(Location identification items)
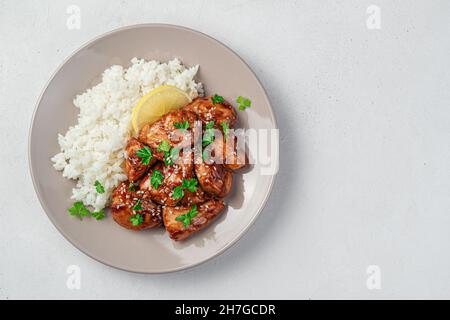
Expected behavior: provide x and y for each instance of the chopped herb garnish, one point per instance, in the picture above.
(156, 178)
(178, 193)
(137, 206)
(187, 218)
(136, 219)
(225, 129)
(99, 215)
(79, 210)
(182, 125)
(131, 187)
(99, 187)
(208, 137)
(145, 154)
(244, 103)
(164, 146)
(174, 153)
(190, 184)
(205, 156)
(216, 98)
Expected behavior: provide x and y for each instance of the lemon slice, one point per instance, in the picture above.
(156, 103)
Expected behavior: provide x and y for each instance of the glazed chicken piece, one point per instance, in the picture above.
(201, 217)
(134, 168)
(207, 111)
(214, 178)
(123, 202)
(227, 152)
(165, 130)
(172, 177)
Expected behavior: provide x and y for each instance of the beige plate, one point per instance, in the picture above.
(150, 251)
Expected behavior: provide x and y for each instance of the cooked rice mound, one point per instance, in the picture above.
(93, 149)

- _Goal_
Convert the items above into a JSON array of strings, with one string per line and no blank lines. Leave the picture out of the array.

- _Answer to this exercise_
[
  "Expected behavior: provide x and y for each instance of the chopped herb garnish, one point per instance, in the picture above.",
  "(156, 178)",
  "(178, 193)",
  "(137, 206)",
  "(187, 218)",
  "(136, 219)",
  "(225, 129)",
  "(99, 215)",
  "(79, 210)",
  "(182, 125)",
  "(131, 187)",
  "(99, 187)",
  "(208, 137)",
  "(145, 154)",
  "(244, 103)",
  "(164, 146)",
  "(174, 153)",
  "(190, 184)",
  "(205, 156)",
  "(216, 98)",
  "Expected behavior: provide x and y for each instance of the lemon slice, one point per instance, in the picture above.",
  "(156, 103)",
  "Expected behavior: provide x and y for each instance of the glazed chicken piece, one point per instance, in the picture above.",
  "(201, 217)",
  "(134, 168)",
  "(207, 111)",
  "(214, 178)",
  "(123, 202)",
  "(227, 152)",
  "(165, 130)",
  "(172, 177)",
  "Expected behavior: provide x and y for each instance of the beige plate, one point per instance, in the picture above.",
  "(150, 251)",
  "Expected behavior: provide x and y for each instance of the cooked rice mound, one point per instance, in the picture above.",
  "(93, 149)"
]